Goal of the exercise =
Show every line of the material below that contains the word "bollard".

Available records =
......
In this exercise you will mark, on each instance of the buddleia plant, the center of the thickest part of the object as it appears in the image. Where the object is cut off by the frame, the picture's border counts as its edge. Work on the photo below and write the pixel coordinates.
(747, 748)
......
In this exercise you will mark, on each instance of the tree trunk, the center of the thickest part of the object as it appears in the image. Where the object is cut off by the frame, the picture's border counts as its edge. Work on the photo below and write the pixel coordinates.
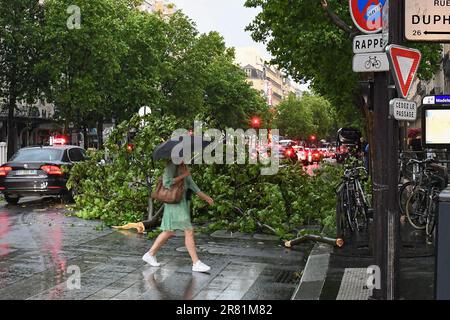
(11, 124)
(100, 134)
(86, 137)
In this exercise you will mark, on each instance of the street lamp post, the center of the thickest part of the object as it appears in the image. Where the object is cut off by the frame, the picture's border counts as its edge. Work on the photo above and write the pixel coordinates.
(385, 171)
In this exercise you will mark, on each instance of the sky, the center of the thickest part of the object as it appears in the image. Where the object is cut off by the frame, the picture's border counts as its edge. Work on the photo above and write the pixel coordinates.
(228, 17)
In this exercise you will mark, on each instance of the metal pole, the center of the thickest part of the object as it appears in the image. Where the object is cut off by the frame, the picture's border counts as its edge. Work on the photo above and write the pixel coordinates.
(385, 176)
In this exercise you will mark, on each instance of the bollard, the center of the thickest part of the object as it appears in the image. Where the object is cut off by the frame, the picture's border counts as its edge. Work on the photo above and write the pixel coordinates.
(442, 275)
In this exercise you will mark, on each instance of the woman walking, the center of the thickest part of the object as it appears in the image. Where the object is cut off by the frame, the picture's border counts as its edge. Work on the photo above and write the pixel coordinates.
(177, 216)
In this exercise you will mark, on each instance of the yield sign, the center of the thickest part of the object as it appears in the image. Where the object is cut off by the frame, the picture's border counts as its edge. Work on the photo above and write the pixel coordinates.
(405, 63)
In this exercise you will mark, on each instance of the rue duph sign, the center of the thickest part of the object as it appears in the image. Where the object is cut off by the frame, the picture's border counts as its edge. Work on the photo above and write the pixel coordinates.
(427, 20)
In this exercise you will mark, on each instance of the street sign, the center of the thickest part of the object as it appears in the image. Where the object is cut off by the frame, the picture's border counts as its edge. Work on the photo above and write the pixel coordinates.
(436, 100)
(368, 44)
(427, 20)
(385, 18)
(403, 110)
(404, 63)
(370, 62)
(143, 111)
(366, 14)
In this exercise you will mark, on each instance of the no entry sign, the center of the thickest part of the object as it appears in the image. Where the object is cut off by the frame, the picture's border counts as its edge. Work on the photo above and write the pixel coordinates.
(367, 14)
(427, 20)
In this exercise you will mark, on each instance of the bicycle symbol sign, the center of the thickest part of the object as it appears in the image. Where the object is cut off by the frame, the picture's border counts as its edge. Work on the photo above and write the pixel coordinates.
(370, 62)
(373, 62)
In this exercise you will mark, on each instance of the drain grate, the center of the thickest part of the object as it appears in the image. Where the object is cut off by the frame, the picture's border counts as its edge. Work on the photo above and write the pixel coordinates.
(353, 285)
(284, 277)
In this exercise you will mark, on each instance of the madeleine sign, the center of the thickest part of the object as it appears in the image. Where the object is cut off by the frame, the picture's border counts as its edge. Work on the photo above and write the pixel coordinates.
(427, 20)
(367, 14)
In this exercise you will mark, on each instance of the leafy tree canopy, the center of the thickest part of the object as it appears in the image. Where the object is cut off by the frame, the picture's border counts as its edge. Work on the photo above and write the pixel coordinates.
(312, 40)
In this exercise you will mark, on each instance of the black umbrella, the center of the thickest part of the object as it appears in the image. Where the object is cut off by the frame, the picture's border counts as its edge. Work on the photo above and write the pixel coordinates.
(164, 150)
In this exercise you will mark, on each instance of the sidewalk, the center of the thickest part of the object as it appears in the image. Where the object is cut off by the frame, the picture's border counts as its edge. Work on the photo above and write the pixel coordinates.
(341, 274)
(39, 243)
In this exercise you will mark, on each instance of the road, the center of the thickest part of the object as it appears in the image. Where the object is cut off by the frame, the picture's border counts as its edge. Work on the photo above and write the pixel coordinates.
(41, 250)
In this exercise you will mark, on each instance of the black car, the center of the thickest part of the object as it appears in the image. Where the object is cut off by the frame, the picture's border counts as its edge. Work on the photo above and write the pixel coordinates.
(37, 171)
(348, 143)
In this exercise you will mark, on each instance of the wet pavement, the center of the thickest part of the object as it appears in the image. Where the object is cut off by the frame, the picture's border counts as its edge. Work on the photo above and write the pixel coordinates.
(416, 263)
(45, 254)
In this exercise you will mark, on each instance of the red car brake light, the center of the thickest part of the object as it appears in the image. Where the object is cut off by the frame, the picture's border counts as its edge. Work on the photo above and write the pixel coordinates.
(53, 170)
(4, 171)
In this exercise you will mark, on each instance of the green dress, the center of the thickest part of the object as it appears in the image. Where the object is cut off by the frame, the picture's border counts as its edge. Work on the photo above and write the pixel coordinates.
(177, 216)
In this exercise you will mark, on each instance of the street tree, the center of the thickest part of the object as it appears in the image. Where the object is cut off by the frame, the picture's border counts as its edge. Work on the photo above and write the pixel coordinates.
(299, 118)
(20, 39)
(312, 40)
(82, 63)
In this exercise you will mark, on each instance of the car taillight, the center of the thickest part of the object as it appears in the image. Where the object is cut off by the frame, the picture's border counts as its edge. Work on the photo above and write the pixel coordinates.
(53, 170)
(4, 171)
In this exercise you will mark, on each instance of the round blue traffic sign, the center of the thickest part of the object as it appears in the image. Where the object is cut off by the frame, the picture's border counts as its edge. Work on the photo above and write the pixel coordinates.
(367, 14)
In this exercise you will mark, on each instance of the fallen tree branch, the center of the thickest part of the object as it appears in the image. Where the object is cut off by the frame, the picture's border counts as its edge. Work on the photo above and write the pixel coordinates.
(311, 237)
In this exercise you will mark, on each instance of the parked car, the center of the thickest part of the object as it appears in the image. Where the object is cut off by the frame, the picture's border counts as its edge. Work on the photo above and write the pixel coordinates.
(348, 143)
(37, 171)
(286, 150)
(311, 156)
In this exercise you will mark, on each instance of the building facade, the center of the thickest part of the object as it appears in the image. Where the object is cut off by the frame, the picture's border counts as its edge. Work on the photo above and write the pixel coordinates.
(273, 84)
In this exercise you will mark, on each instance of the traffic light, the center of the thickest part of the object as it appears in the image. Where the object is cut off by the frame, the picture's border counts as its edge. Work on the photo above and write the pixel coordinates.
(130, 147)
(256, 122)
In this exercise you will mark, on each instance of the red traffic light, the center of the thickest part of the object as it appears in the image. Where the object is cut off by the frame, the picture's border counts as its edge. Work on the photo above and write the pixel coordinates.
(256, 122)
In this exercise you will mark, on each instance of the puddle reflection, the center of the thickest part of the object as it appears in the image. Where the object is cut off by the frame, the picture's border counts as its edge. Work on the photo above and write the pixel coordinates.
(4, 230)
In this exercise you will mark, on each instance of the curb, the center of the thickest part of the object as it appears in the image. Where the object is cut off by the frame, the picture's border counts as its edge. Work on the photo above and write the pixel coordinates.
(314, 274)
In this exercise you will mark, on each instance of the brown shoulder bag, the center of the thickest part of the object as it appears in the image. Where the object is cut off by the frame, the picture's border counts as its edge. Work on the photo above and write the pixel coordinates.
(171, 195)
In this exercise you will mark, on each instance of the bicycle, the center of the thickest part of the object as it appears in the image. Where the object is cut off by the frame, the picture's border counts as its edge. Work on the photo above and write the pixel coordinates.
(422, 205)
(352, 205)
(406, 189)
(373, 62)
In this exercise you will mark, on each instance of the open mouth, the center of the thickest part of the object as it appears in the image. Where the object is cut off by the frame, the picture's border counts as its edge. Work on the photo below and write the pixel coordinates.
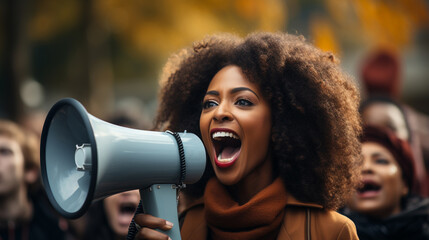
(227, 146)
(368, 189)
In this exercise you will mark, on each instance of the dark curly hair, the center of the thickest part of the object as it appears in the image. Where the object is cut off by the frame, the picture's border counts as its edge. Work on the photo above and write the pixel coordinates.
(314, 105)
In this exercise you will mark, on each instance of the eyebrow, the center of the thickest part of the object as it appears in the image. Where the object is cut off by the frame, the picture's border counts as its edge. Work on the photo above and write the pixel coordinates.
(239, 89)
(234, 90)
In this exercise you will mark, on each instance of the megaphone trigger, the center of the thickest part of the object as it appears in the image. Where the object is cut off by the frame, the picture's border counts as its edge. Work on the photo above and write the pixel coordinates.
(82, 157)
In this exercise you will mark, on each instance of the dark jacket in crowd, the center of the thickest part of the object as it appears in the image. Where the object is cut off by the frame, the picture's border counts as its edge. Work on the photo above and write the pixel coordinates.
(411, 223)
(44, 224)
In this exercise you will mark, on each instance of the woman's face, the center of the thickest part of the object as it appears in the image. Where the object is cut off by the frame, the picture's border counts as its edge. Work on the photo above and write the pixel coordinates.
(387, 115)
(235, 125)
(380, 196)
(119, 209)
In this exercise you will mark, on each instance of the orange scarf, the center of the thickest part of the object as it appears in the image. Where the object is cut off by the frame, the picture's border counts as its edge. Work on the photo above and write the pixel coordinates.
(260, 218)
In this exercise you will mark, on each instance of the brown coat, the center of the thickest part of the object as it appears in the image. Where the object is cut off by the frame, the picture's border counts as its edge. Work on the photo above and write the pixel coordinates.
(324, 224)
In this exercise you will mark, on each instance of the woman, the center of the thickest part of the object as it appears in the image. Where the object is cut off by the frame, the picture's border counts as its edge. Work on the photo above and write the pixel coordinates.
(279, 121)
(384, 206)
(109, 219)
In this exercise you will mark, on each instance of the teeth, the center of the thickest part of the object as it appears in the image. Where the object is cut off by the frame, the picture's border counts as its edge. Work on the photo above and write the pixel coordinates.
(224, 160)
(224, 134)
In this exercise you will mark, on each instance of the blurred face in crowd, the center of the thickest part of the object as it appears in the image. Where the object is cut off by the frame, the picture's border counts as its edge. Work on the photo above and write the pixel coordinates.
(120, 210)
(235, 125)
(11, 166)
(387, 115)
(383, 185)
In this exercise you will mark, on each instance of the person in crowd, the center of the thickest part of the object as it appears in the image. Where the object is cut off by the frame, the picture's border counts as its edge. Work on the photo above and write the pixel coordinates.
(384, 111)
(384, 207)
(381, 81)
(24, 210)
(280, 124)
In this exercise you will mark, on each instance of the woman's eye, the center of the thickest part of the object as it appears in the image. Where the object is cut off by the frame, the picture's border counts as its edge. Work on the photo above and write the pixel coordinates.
......
Output below =
In this exercise you will mark, on each instance of the bollard, the center of the thickest part of the object as it appears in the image. Where the object is cut off by the frame, the picture's border counts as its edge. Work on the photo above and write the pixel coordinates.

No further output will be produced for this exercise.